EXTRACTED TEXT |

+++

Monday, January 26, 2009

Crossing Lines

Archbishop Marcel Lefebvre founded the Swiss-based Society of St. Pius X in 1969, opposed to the liberalizing reforms of the 1962-65 Second Vatican Council, particularly its allowing of Mass to be celebrated in local languages instead of Latin.

In 1978, Lefebvre came to St. Mary's Academy and College to inspect the campus of St. Mary’s, which through 1966 the Jesuits operated as a Roman Catholic seminary. Lefebvre authorized purchase of the property, and the academy’s Web site says by 2003, the number of parishioners worshiping there was about 2,450.

In 1988 when Lefebvre ordained four bishops with Rome’s consent, he and they were excommunicated. Lefebvre died in 1991.

In a statement today, the current head of the society and one of the rehabilitated bishops, Bernard Fellay, expressed his gratitude to Benedict and said the decree would help the whole Catholic Church.

+++

DATA LINES |
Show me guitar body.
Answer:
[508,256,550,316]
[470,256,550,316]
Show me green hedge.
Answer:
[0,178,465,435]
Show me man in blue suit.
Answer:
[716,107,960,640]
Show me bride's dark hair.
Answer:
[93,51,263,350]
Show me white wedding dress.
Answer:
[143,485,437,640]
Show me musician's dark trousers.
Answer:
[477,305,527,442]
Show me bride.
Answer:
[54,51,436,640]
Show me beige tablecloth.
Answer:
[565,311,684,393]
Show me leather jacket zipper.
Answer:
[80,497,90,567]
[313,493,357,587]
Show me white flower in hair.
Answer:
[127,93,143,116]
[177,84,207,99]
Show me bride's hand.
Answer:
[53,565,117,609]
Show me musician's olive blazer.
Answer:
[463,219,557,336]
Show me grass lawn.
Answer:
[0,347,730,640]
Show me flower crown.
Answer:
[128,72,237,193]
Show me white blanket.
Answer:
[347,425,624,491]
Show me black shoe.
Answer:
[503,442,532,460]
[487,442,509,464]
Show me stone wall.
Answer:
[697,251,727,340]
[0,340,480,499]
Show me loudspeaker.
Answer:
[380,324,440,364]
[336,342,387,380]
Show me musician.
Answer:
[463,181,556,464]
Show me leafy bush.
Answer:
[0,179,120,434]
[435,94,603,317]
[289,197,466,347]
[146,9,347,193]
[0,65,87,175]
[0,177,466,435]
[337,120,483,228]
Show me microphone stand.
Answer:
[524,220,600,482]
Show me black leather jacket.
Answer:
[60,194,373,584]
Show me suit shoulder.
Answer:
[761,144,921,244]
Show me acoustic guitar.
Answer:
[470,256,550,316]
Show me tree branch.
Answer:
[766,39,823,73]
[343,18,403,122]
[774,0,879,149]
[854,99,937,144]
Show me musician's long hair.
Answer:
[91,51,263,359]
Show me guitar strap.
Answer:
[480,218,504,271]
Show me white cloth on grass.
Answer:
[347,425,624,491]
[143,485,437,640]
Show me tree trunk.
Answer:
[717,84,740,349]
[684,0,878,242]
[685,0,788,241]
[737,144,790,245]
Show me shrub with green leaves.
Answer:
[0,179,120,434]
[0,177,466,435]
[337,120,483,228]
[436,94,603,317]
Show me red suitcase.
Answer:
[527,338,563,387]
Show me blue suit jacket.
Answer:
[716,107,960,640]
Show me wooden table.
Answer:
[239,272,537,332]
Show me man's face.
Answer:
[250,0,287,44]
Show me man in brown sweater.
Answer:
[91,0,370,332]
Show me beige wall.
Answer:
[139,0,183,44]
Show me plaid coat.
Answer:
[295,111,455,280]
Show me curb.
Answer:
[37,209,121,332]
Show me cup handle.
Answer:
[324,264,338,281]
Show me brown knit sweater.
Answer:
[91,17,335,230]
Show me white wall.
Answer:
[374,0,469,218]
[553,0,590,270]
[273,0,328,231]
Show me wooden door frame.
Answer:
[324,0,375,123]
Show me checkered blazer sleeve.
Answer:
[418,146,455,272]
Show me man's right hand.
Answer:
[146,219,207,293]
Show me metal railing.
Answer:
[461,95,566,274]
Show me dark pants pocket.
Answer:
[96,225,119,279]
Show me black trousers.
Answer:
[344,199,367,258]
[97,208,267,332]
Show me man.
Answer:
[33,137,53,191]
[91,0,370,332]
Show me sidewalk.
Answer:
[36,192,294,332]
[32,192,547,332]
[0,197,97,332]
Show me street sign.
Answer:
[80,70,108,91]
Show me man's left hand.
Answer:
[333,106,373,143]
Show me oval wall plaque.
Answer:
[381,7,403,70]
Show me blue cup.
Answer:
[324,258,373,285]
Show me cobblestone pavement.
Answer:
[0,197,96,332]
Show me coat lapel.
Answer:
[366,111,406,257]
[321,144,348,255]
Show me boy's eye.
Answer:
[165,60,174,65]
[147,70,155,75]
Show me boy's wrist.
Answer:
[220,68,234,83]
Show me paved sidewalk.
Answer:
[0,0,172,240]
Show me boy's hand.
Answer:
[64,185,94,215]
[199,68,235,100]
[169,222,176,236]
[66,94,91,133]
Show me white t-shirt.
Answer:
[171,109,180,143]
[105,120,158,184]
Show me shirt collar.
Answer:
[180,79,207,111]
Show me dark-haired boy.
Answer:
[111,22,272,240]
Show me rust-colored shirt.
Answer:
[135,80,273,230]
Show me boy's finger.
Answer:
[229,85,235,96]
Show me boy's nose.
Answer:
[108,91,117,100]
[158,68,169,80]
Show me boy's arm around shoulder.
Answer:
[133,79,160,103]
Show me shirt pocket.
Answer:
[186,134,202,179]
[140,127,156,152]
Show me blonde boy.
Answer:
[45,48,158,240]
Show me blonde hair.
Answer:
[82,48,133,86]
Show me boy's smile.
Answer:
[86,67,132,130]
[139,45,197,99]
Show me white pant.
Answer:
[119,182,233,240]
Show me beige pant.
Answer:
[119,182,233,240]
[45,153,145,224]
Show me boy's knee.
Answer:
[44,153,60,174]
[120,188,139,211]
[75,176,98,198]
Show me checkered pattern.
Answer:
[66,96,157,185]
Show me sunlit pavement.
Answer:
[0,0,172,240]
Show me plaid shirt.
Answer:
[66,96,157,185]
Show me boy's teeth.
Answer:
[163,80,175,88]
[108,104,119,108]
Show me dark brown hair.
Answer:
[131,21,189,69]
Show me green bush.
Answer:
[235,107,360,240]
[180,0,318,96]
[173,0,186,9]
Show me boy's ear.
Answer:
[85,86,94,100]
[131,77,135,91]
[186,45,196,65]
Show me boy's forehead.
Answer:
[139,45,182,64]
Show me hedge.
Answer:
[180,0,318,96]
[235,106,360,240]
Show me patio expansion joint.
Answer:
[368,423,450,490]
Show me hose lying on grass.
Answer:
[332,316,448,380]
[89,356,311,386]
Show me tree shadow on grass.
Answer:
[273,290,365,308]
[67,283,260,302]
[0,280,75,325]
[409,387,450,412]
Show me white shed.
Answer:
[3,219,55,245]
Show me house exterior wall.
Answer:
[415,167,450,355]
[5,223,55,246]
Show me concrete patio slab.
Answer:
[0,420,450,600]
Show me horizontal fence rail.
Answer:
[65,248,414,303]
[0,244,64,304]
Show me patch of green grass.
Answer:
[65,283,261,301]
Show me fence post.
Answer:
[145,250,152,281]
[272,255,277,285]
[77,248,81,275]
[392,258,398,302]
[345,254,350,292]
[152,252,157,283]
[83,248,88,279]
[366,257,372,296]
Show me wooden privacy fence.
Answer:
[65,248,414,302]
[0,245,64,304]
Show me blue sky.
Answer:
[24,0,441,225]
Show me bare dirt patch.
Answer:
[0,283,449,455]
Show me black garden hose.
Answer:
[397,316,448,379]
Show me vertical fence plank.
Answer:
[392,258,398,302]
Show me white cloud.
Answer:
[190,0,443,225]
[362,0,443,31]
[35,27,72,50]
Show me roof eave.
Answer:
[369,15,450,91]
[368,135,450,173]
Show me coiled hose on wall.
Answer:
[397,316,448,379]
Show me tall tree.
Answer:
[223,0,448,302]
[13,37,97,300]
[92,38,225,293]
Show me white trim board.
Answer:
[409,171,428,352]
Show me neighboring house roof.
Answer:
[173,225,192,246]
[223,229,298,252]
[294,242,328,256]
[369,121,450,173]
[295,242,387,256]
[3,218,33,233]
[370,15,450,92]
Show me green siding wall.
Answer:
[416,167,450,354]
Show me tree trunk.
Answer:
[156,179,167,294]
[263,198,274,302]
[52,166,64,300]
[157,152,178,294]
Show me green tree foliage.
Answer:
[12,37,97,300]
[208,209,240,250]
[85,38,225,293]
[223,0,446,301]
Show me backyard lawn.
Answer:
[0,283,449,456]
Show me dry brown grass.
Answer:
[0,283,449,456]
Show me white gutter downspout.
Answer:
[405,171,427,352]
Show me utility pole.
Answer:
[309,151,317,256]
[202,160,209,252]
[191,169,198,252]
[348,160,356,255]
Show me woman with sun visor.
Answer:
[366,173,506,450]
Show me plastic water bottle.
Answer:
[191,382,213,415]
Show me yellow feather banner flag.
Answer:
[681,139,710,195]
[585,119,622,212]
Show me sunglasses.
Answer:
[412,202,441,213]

+++

PARTS OF THE EXERCISE |
1. Copy the stretch from "In 1988 when" through "whole Catholic Church." in the Society of St. Pius X article, substituting "declaration" for "statement".
2. Write the next part of the Society of St. Pius X article, picking up after its final sentence.

OUTPUTS FOR THE TASKS |
1.
In 1988 when Lefebvre ordained four bishops with Rome’s consent, he and they were excommunicated. Lefebvre died in 1991.

In a declaration today, the current head of the society and one of the rehabilitated bishops, Bernard Fellay, expressed his gratitude to Benedict and said the decree would help the whole Catholic Church.

2.
The Society believes the Church is in crisis and blames in part the doctrinal reforms of Vatican II, including its ecumenical outreach, for causing it.

“Our Society wishes to be always more able to help the pope to remedy the unprecedented crisis which presently shakes the Catholic world,” Fellay said.

Benedict made clear from the start of his pontificate that he wanted to normalize relations with the society, meeting within months of his election with Fellay and convening cardinals to discuss bringing the society back into the Vatican’s fold.

In 2007, Benedict answered one of Fellay’s key demands by relaxing restrictions on celebrating the old Latin Mass. In lifting the excommunication decree, he answered the society’s second condition for beginning theological discussions about normalizing relations.

However, the Vatican has its demands of the SSPX, including respect for the pope and his authority.

Link (here) to the full article

Fr. James Martin, S.J. has two posts on The Society of St. Pius X. Here are some excerpts and links to those posts.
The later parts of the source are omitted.